* [Text excerpt]
------------------------------------------------

Re: [ANNOUNCE] Apache Flink 1.11.0, release candidate #2

Piotr Nowojski Wed, 24 Jun 2020 07:17:17 -0700

Hi Thomas,

Just one quick answer from my side about:


> * notifyCheckpointAborted needed to be implemented
> for org.apache.flink.runtime.state.CheckpointListener - can we have the
> default implementation in the interface so that users aren't forced to
> change their implementations

This is intentional design [1]

> Implementers should generally be forced to think about what to do when 
> checkpoint is aborted.

Piotrek

[1] https://github.com/apache/flink/pull/8693#issuecomment-542834147

Piotr Nowojski  | Staff Engineer 
+48 503 187 389


Follow us @VervericaData
--
Join Flink Forward - The Apache Flink Conference
Stream Processing | Event Driven | Real Time
--
Ververica GmbH | Invalidenstrasse 115, 10115 Berlin, Germany
--
Ververica GmbH
Registered at Amtsgericht Charlottenburg: HRB 158244 B
Managing Directors: Yip Park Tung Jason, Jinwei (Kevin) Zhang, Karl Anton Wehner




> On 24 Jun 2020, at 10:35, Till Rohrmann <trohrm...@apache.org> wrote:
> 
> Thanks for testing the RC and the feedback Thomas. The problem with the
> taskmanager options is that the old
> (taskmanager.initial-registration-pause) and new options
> (cluster.registration.initial-timeout) don't have the same type. The old
> options have not been used for a long time (since version 1.5.0) and we
> wanted to remove them. As part of the removal, we added the old keys as
> deprecated options for the new ones. I believe this was a mistake. I've
> opened a PR to remove the deprecated keys from the new ConfigOptions [1].

------------------------------------------------

(Point annotation dataset records)
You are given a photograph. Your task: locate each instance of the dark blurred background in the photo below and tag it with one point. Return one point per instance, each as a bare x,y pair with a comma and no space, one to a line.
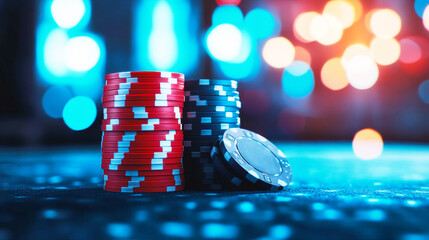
54,55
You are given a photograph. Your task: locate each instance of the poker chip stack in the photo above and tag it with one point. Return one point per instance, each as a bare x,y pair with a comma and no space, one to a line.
142,142
211,107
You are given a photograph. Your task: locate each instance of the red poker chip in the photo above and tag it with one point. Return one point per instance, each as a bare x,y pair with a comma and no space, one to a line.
141,167
163,183
150,74
141,161
142,110
153,103
144,80
142,127
141,115
145,189
143,98
142,155
158,173
144,178
143,86
141,143
163,91
141,149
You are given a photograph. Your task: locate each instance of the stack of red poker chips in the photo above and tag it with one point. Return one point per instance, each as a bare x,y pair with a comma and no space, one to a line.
142,142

------------------------------------------------

* [Set problem]
Duplicate the Flink release thread from "Just one quick" up to and including "checkpoint is aborted.". The data shown above is not required.

* [In response]
Just one quick answer from my side about:


> * notifyCheckpointAborted needed to be implemented
> for org.apache.flink.runtime.state.CheckpointListener - can we have the
> default implementation in the interface so that users aren't forced to
> change their implementations

This is intentional design [1]

> Implementers should generally be forced to think about what to do when 
> checkpoint is aborted.